[Stored data entries]:
Content starts
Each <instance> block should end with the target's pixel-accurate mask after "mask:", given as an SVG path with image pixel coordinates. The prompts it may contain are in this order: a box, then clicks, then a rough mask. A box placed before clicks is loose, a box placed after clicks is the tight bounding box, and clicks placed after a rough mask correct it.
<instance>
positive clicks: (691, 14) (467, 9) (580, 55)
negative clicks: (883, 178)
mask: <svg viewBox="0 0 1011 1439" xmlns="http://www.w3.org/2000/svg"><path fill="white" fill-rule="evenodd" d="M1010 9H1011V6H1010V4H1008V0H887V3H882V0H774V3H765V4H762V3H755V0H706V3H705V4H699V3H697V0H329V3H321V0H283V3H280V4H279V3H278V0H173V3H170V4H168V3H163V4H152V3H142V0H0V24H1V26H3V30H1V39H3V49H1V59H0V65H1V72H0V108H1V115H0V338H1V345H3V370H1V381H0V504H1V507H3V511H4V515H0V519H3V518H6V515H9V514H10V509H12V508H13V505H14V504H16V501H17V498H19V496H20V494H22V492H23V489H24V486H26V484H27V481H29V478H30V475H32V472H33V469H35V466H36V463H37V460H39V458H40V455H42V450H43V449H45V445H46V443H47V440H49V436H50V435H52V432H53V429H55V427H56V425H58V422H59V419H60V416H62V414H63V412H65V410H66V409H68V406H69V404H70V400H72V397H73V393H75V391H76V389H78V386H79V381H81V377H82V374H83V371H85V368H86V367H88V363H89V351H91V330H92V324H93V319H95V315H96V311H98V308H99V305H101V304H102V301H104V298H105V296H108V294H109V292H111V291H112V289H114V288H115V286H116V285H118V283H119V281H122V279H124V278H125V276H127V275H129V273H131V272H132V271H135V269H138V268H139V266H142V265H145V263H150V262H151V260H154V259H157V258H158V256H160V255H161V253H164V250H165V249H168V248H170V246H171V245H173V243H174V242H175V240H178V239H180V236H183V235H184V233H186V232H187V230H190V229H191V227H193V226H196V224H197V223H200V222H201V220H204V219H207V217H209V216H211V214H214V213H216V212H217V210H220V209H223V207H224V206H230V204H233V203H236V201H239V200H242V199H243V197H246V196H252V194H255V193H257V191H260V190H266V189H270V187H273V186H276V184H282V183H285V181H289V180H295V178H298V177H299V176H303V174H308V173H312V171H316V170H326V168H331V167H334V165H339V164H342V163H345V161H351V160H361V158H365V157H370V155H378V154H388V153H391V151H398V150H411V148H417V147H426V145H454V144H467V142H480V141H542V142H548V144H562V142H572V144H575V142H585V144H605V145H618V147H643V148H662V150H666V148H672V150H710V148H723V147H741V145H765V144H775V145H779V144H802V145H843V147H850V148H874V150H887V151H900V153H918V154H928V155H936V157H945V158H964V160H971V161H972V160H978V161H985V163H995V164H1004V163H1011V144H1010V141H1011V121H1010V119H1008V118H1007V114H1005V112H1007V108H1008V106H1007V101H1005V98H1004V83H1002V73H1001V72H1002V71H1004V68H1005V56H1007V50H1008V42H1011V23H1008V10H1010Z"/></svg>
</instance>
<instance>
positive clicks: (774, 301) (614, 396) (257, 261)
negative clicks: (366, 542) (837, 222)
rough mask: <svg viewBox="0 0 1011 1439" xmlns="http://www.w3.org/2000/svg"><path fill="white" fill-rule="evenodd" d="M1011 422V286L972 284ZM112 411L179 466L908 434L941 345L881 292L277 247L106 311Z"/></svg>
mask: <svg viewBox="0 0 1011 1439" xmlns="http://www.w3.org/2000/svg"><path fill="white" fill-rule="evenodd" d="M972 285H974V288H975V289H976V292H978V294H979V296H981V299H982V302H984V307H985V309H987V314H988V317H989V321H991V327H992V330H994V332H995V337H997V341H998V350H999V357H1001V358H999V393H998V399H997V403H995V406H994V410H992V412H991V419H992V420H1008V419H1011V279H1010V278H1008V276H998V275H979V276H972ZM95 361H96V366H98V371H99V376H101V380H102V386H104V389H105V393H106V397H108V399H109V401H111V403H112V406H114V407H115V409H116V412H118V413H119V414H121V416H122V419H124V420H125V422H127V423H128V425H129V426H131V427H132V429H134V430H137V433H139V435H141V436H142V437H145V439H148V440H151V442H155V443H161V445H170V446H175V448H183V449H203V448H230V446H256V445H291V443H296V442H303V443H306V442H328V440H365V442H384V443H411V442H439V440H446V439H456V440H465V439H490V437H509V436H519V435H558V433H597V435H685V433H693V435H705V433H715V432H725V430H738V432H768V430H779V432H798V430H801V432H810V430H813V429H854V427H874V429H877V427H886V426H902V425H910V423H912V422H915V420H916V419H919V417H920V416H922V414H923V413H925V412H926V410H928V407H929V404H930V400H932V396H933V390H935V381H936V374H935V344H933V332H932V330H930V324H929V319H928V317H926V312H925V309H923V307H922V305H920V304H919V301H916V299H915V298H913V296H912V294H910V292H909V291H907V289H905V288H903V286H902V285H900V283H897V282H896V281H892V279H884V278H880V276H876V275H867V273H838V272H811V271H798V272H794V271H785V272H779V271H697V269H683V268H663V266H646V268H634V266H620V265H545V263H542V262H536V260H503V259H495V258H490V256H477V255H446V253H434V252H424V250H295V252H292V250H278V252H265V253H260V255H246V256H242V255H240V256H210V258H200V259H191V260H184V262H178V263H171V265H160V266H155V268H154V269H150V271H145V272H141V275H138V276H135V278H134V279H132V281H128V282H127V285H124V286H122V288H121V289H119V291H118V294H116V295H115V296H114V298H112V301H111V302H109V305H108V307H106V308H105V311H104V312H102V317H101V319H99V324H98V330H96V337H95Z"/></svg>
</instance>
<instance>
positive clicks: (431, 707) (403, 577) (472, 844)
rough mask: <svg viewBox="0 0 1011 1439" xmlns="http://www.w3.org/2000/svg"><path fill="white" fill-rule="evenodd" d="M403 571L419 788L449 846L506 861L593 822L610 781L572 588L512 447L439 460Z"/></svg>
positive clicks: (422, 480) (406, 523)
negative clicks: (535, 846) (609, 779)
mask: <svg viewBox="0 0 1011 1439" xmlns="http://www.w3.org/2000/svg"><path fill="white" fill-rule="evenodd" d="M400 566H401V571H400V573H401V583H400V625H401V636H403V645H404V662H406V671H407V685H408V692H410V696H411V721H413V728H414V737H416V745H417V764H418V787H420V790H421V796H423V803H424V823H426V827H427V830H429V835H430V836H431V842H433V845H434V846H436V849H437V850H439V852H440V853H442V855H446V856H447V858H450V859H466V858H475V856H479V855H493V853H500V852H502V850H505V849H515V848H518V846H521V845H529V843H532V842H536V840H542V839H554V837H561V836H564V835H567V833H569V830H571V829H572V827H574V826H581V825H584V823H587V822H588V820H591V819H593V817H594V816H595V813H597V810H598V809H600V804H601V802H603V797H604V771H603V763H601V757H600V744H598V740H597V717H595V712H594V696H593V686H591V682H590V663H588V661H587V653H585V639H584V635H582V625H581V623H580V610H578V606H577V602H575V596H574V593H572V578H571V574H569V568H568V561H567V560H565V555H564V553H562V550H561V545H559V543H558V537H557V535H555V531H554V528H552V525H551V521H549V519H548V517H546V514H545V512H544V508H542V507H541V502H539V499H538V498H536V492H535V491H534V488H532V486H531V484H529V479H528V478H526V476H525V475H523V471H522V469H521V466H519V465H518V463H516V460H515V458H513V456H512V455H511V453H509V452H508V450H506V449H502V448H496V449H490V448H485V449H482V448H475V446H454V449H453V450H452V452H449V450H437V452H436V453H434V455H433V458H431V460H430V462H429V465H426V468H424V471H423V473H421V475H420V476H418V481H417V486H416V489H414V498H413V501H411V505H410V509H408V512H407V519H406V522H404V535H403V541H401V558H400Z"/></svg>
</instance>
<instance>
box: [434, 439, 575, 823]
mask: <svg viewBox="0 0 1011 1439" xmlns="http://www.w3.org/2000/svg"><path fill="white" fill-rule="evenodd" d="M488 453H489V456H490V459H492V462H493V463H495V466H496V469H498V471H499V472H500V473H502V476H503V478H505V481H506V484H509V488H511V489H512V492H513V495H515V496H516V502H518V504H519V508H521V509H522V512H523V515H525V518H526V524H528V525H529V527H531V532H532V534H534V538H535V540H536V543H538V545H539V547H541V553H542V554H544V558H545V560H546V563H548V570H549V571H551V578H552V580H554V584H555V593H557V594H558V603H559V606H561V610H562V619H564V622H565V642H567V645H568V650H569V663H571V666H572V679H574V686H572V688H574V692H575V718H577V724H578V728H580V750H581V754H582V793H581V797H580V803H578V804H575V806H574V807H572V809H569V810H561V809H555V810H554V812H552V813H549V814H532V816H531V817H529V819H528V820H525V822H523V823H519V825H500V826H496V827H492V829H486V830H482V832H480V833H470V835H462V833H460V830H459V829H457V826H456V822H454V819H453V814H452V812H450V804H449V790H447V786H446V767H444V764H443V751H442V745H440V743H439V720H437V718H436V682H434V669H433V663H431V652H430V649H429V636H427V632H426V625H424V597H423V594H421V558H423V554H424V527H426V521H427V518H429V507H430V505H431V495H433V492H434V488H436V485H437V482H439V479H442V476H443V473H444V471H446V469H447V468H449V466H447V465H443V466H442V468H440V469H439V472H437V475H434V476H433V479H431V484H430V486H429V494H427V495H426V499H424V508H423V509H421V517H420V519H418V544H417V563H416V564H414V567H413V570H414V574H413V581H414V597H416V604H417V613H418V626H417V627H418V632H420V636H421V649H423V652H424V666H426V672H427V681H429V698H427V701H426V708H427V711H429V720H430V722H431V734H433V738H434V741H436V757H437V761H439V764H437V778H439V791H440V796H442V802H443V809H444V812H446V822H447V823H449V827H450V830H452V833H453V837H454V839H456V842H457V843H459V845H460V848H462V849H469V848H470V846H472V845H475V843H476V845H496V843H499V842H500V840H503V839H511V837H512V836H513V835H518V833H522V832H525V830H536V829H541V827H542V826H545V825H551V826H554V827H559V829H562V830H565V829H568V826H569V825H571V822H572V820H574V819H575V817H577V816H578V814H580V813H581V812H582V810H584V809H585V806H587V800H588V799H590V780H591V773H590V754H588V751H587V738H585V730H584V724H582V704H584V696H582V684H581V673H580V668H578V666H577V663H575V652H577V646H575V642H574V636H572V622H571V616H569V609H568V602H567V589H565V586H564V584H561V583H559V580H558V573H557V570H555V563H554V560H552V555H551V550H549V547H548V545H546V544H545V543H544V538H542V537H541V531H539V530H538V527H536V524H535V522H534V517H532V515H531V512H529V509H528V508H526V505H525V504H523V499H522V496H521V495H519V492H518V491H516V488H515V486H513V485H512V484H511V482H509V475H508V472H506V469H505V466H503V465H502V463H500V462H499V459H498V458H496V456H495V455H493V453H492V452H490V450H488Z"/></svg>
Content ends
Please write out the rows again, starting with the first line and going on through the line with "negative clicks: (883, 178)", and change "rough mask" to "coarse mask" while leaving everything else the same.

Each <instance> block should end with the target's pixel-accurate mask after "mask:", given as an SVG path with image pixel coordinates. The prompts it may contain are in this order: a box, then clicks, then a coarse mask. A box placed before clicks is loose, a box placed after clicks is the tight bounding box, and clicks placed after a coarse mask correct it.
<instance>
positive clicks: (691, 14) (467, 9) (580, 55)
negative clicks: (883, 178)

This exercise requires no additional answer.